◆ **Objective 1**:
Tally the lines in the entries that contain the string "pole", with case counting, and give only the number.

◆ **Quoted text**:
━━━━━━━━━━━━━━━━━━━━━━━━━━━━━━

So in a forced-choice situation, having to go to the usual desert island with either old off-the-shelf Barlings, Charatans, Dunhills &c. or off-the-shelf moderns, selected moderns it is. Hands down.

(The best of both worlds solution arguably being to send the old favorites to George Dibos for airway optimizing).

I would, with that said, venture to brave the wrath of the brethren by pointing out that the whole allure of "hand craftsmanship" centers largely in the romantic imaginations of people who have never been "hand-craftsmen" themselves, coming to realize in the process that not only is time money in principle, but that it has been a good 14-hour work day when time has successfully managed to become money in actual practice.

Where the promise of the current era to become a golden age has failed to materialize, IMHO (and your milage has already varied by now anyhow, so no big deal), is in the same "market reality" that constricted the airways of the classics and shouldered bands like the Jefferson Airplane out of the way for hair bands and "c*ck rock.
"
(Bracing for NAR wrath explosion) Marketing perverts everything it touches. When your ability to make a living depends on being able to sell what you make at a decent price, you tend to make what sells. This is not a bad thing in itself, but it's become the rudder that, IMHO, steered contemporary pipes as a whole onto the rocks.

Lane started it with the "double comfort" stems he mandated on Charatans. Hi-Tone product has to be visually distinctive. (Think Rolls Royce grill here). The Danes picked up on this and ran with it very successfully, at several "price points." Still doing it too. Because it works.

━━━━━━━━━━━━━━━━━━━━━━━━━━━━━━

◆ **Objective 2**:
Write out the entire passage on tobacco pipes above, word for word.

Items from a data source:
━━━━━━━━━━━━━━━━━━━━━━━━━━━━━━

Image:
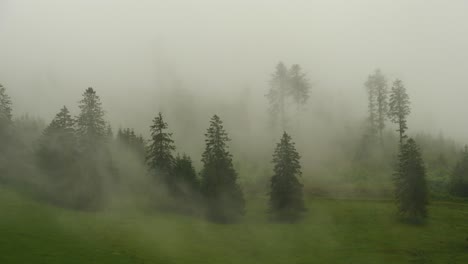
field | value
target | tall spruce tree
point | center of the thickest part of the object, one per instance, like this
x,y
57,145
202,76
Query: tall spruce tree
x,y
299,85
399,107
376,86
159,153
5,107
277,95
90,124
5,135
287,84
128,138
410,183
57,155
95,161
224,197
459,177
57,148
286,196
185,176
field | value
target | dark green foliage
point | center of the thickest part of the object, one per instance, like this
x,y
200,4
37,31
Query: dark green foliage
x,y
5,126
185,177
459,179
299,85
286,84
5,107
399,107
224,197
159,153
58,146
90,123
130,140
95,162
57,156
376,86
286,196
410,183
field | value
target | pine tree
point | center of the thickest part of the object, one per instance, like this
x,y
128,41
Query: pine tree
x,y
459,179
129,139
185,176
91,126
159,153
286,197
399,108
278,94
376,86
5,107
223,195
95,163
57,155
410,182
299,85
287,84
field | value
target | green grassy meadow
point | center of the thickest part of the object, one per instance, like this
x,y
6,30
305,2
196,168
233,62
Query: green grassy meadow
x,y
333,231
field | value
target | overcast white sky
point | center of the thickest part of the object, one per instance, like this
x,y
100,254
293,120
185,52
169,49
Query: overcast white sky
x,y
50,51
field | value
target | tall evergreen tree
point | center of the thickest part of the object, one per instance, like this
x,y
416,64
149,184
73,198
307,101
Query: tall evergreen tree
x,y
278,94
410,182
399,107
459,179
159,153
223,195
5,107
286,197
129,139
5,125
287,84
58,142
299,85
57,155
185,176
91,126
376,86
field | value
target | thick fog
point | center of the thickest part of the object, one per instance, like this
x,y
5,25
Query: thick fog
x,y
134,53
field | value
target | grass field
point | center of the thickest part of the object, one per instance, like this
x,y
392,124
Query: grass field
x,y
334,231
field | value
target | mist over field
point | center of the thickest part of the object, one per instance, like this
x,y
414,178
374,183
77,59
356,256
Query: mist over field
x,y
205,131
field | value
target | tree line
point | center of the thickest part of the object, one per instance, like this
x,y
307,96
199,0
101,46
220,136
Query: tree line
x,y
73,152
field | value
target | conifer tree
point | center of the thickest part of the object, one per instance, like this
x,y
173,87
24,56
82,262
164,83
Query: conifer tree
x,y
410,182
399,108
224,197
58,142
286,197
459,179
159,153
129,139
185,176
5,123
5,107
57,157
287,84
299,85
90,124
376,86
278,93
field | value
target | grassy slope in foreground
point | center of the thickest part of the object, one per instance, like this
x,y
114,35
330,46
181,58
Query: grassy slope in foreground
x,y
334,231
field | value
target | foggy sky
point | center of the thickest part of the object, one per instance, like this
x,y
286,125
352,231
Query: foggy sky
x,y
51,51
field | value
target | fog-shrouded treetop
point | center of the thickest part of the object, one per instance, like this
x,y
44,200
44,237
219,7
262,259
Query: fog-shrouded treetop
x,y
399,107
5,106
286,197
225,200
90,124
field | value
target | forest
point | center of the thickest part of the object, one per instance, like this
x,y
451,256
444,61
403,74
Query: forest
x,y
171,133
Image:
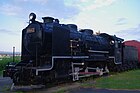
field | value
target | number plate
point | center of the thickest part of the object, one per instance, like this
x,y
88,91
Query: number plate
x,y
30,30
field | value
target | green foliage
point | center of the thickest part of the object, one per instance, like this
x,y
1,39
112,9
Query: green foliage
x,y
125,80
5,60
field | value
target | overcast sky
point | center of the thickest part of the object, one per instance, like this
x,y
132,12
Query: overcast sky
x,y
119,17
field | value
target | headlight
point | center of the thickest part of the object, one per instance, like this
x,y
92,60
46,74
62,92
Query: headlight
x,y
32,17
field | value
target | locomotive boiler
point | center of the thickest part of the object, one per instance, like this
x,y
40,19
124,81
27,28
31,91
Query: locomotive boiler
x,y
53,51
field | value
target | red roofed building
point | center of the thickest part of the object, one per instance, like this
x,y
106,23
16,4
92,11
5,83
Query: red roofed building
x,y
134,43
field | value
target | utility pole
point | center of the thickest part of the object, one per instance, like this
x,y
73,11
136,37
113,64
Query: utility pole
x,y
13,54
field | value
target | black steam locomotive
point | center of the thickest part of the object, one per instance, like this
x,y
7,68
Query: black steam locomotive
x,y
53,51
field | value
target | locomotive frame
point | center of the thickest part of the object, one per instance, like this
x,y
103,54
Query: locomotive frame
x,y
53,51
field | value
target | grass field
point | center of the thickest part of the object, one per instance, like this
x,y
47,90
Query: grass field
x,y
124,80
5,60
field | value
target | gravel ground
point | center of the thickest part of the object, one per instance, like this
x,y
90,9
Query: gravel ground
x,y
6,82
92,90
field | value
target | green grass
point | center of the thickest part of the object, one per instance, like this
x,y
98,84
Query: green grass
x,y
1,72
125,80
5,60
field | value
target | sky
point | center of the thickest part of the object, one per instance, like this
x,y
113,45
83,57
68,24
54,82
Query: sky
x,y
115,17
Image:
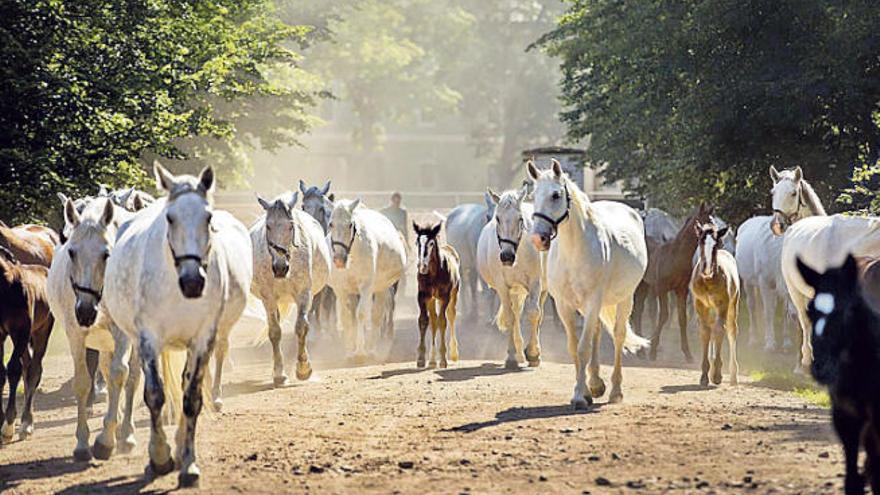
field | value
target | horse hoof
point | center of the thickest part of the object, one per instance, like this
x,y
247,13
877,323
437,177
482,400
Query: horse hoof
x,y
189,478
303,372
82,455
101,451
581,404
598,390
127,445
154,469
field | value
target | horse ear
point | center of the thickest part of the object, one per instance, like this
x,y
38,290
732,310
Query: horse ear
x,y
71,216
810,276
265,204
557,167
107,215
206,179
164,179
493,195
850,268
533,171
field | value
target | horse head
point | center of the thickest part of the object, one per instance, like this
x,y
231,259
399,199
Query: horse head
x,y
709,237
187,219
509,222
552,203
280,231
832,312
91,237
788,198
318,203
427,245
343,231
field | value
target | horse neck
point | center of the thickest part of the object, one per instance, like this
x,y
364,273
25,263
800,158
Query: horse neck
x,y
810,205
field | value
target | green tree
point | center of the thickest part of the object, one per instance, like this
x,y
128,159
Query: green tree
x,y
93,88
693,99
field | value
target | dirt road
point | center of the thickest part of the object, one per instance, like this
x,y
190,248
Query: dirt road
x,y
472,428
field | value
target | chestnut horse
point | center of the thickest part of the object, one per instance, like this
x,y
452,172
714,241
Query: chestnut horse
x,y
669,270
26,319
439,282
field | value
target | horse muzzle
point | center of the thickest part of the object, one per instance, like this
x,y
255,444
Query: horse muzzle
x,y
86,313
192,284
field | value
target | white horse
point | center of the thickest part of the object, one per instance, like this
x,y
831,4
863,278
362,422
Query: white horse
x,y
516,271
822,242
75,289
291,264
593,268
369,258
179,278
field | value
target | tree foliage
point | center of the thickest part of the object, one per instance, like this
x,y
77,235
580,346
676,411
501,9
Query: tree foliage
x,y
697,98
93,88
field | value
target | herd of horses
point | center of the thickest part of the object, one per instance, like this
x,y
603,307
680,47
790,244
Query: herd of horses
x,y
155,286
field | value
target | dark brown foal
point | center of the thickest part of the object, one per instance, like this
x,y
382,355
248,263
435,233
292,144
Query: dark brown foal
x,y
669,270
439,282
24,318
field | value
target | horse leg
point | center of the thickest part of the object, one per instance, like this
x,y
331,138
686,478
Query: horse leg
x,y
731,330
14,370
39,342
451,314
424,319
849,429
443,305
535,315
661,322
125,435
681,299
197,362
768,304
800,303
584,351
594,378
303,365
704,315
161,462
221,350
432,316
105,443
279,378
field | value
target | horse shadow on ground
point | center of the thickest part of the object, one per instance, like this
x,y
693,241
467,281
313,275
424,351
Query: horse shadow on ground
x,y
516,414
693,387
119,484
485,369
13,474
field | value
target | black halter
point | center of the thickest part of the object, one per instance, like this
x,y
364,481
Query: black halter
x,y
556,222
347,247
502,240
86,290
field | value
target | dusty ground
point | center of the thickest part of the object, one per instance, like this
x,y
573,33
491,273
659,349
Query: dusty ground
x,y
473,428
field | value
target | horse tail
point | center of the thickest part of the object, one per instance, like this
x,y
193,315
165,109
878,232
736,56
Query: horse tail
x,y
172,362
633,342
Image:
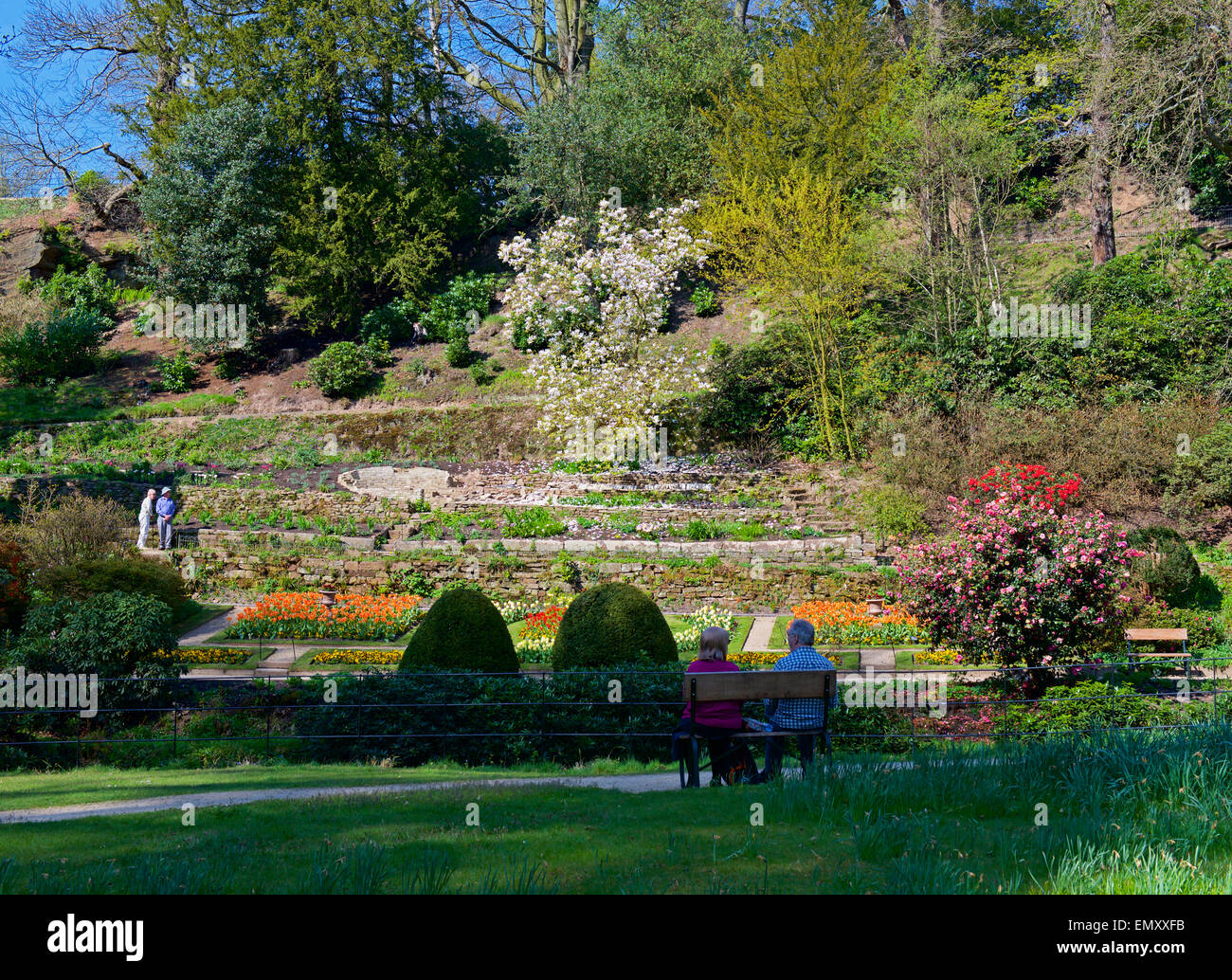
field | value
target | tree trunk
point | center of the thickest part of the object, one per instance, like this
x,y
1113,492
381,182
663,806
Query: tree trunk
x,y
1103,245
898,28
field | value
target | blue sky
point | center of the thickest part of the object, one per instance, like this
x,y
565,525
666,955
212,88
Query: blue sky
x,y
12,12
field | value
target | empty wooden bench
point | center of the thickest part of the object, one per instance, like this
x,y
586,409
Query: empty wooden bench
x,y
755,685
1132,636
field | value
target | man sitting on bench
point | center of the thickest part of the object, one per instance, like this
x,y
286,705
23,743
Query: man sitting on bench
x,y
796,714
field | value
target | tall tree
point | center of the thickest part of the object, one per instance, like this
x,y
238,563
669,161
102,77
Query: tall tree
x,y
1103,239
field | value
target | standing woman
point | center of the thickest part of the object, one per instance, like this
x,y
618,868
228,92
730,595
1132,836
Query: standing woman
x,y
716,720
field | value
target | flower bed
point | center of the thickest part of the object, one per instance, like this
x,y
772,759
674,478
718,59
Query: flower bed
x,y
204,655
538,634
299,615
763,660
849,624
948,659
689,635
353,657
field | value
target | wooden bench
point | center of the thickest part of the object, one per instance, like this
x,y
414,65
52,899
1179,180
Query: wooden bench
x,y
754,685
1156,635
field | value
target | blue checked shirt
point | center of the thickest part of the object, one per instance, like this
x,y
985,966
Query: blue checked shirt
x,y
800,713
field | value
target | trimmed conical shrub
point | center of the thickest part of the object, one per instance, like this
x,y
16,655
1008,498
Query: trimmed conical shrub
x,y
462,631
612,624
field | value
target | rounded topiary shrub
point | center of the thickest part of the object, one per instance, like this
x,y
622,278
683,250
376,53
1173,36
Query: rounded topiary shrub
x,y
612,624
1174,573
462,631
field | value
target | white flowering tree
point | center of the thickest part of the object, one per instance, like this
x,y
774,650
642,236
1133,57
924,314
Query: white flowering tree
x,y
591,311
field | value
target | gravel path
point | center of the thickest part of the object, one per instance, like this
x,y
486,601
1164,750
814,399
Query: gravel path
x,y
647,783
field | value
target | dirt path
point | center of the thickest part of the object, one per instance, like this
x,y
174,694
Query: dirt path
x,y
648,783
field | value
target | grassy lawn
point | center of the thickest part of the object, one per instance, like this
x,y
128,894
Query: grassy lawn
x,y
97,783
933,828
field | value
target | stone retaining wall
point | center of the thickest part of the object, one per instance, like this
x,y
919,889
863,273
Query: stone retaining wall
x,y
760,576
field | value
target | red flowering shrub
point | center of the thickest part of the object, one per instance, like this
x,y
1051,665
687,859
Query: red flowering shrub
x,y
1029,483
1017,581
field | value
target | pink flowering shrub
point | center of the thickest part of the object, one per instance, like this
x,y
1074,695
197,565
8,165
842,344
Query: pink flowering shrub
x,y
1018,579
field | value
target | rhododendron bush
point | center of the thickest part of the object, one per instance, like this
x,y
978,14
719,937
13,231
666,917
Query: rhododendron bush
x,y
1018,579
592,308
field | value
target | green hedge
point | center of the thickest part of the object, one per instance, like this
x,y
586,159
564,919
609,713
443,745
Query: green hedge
x,y
411,717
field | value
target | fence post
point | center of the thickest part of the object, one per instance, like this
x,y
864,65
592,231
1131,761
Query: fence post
x,y
541,717
915,698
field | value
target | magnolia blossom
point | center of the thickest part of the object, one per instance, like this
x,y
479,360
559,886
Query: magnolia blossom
x,y
594,308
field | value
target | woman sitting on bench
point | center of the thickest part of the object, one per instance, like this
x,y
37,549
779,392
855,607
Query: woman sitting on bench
x,y
716,720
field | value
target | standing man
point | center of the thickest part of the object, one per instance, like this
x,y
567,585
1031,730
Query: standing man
x,y
795,714
165,512
146,517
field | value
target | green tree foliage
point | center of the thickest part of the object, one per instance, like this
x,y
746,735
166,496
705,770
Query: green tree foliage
x,y
635,123
1204,477
64,344
95,576
213,212
462,631
114,634
13,586
345,369
389,179
1169,569
614,623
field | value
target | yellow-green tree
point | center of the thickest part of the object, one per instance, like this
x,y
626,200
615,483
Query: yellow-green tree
x,y
792,144
796,238
820,100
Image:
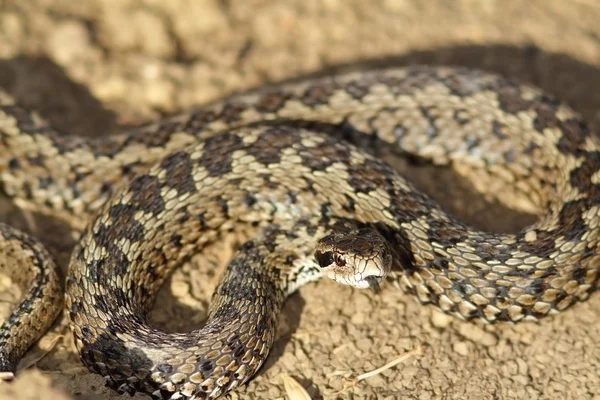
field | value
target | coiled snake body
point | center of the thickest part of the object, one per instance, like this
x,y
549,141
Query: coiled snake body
x,y
274,160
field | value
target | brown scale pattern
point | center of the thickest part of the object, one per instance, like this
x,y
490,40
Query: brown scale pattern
x,y
149,198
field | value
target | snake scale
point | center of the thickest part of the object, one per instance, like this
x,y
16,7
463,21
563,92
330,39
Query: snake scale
x,y
283,161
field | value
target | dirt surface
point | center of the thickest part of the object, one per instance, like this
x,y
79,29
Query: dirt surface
x,y
92,66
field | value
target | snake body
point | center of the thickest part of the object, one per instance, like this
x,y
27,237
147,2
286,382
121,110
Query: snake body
x,y
274,161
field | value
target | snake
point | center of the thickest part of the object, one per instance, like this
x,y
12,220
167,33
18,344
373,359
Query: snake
x,y
298,166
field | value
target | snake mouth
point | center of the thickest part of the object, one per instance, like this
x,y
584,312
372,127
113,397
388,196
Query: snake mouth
x,y
373,282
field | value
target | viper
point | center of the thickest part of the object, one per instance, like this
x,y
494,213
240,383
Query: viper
x,y
296,165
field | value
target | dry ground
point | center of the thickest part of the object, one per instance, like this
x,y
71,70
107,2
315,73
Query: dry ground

━━━━━━━━━━━━━━━━━━━━━━━━━━━━━━

◆ **Answer 1**:
2

◆ **Answer 2**:
So in a forced-choice situation, having to go to the usual desert island with either old off-the-shelf Barlings, Charatans, Dunhills &c. or off-the-shelf moderns, selected moderns it is. Hands down.

(The best of both worlds solution arguably being to send the old favorites to George Dibos for airway optimizing).

I would, with that said, venture to brave the wrath of the brethren by pointing out that the whole allure of "hand craftsmanship" centers largely in the romantic imaginations of people who have never been "hand-craftsmen" themselves, coming to realize in the process that not only is time money in principle, but that it has been a good 14-hour work day when time has successfully managed to become money in actual practice.

Where the promise of the current era to become a golden age has failed to materialize, IMHO (and your milage has already varied by now anyhow, so no big deal), is in the same "market reality" that constricted the airways of the classics and shouldered bands like the Jefferson Airplane out of the way for hair bands and "c*ck rock.
"
(Bracing for NAR wrath explosion) Marketing perverts everything it touches. When your ability to make a living depends on being able to sell what you make at a decent price, you tend to make what sells. This is not a bad thing in itself, but it's become the rudder that, IMHO, steered contemporary pipes as a whole onto the rocks.

Lane started it with the "double comfort" stems he mandated on Charatans. Hi-Tone product has to be visually distinctive. (Think Rolls Royce grill here). The Danes picked up on this and ran with it very successfully, at several "price points." Still doing it too. Because it works.